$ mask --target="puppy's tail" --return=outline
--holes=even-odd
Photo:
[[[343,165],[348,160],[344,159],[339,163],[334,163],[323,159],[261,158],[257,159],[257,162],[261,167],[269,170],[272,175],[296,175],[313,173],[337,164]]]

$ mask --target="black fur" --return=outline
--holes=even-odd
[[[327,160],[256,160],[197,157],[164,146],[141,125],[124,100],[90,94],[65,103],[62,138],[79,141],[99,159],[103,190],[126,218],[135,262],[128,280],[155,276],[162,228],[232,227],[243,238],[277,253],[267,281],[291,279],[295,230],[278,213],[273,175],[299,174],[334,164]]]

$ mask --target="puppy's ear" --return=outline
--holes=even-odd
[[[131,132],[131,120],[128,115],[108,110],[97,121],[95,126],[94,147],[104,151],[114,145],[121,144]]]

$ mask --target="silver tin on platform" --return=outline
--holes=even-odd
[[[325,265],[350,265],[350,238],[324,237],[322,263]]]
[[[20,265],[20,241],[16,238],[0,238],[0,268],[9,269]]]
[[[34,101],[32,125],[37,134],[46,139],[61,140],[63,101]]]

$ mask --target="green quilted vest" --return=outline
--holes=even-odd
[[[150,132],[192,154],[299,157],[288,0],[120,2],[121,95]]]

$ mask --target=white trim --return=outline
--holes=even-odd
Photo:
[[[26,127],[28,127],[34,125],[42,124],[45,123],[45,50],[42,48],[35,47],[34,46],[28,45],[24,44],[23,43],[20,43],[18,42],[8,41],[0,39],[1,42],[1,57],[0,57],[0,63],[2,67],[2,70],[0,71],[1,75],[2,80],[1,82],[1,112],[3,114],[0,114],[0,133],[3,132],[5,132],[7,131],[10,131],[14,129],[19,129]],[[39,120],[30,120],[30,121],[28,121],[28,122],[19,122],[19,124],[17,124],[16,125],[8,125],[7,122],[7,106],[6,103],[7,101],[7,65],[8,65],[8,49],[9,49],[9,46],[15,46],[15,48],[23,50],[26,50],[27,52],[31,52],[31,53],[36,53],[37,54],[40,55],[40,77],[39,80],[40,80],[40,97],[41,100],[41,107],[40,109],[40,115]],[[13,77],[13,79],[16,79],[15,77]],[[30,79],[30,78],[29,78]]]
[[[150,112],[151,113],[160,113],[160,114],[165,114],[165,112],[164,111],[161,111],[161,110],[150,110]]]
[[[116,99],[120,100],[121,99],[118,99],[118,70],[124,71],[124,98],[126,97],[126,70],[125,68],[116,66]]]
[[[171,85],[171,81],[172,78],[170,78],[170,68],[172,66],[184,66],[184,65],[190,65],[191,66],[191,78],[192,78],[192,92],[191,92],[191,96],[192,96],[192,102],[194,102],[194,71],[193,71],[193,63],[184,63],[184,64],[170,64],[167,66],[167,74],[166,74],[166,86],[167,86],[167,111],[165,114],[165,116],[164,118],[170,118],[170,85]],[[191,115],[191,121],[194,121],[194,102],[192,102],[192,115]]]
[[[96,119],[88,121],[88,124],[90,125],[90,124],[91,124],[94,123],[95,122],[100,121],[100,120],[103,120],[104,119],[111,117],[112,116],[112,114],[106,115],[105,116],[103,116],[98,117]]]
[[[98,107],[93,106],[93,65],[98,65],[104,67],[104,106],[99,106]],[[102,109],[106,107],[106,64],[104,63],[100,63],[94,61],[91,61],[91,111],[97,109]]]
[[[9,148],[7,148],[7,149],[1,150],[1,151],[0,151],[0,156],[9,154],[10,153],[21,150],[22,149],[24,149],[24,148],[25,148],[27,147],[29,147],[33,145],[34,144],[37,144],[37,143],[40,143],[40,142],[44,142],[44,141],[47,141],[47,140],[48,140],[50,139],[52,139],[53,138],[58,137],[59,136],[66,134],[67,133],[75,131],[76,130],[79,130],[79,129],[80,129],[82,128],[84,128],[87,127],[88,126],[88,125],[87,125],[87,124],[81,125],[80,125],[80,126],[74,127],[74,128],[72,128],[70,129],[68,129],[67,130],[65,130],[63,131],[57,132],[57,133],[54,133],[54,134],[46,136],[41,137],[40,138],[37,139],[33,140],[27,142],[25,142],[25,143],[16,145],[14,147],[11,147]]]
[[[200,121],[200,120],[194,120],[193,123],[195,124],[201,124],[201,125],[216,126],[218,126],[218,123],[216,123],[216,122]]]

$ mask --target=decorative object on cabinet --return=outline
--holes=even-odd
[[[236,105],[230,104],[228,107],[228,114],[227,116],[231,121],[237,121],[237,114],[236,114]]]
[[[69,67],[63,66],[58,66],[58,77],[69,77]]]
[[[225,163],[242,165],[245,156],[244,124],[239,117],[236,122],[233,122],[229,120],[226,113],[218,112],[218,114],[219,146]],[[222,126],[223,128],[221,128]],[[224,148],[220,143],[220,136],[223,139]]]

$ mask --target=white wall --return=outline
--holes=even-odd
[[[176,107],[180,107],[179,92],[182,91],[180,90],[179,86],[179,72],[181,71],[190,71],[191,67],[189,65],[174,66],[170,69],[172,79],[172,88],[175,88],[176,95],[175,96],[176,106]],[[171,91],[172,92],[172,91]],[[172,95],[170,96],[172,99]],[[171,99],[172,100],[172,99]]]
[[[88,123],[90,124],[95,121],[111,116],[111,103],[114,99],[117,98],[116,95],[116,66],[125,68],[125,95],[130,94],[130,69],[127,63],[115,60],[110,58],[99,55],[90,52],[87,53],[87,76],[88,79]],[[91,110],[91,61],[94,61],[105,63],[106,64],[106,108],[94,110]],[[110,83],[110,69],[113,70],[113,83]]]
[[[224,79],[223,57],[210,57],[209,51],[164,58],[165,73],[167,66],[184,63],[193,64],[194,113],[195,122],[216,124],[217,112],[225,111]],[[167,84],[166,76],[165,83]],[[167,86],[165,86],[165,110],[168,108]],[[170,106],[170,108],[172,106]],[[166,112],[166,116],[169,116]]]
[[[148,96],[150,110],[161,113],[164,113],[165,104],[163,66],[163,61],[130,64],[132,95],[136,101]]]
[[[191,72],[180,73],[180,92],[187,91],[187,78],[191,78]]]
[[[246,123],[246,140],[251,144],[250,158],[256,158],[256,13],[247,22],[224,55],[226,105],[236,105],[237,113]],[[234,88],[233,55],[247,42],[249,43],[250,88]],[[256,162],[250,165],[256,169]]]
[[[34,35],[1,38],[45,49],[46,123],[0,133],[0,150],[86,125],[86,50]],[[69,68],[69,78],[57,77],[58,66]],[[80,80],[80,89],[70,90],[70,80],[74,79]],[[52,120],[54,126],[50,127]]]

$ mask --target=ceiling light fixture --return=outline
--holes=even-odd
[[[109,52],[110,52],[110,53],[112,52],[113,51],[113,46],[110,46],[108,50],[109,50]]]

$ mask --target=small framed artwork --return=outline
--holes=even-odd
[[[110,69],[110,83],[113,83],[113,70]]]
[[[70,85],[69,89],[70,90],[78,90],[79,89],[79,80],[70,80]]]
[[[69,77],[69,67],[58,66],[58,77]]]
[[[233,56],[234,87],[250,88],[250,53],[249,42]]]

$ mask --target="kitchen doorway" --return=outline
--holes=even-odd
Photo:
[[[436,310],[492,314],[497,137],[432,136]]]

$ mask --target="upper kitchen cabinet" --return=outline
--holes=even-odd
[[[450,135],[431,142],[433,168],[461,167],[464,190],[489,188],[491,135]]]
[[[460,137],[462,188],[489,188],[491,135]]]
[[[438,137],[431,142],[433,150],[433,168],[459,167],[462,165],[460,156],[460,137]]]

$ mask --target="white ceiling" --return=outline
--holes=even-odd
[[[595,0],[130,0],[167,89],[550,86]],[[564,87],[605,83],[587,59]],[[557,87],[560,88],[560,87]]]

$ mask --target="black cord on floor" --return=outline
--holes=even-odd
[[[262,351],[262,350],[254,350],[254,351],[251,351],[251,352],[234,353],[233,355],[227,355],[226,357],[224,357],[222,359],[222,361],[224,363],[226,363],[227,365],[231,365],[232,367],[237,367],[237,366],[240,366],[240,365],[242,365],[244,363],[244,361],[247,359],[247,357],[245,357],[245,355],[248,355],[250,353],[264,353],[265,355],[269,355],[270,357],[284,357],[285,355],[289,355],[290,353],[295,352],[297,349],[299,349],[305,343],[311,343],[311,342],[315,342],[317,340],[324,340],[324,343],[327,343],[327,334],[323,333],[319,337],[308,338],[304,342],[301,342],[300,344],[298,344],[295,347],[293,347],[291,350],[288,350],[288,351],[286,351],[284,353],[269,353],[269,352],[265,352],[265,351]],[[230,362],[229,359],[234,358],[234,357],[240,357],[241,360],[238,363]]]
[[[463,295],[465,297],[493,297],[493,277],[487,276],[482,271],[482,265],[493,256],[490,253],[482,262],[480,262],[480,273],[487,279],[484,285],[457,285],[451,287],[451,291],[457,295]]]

▶ **Exercise prompt**
Count the lines in the records that contain the word "black", and reply with only the number.

▶ **Result below**
2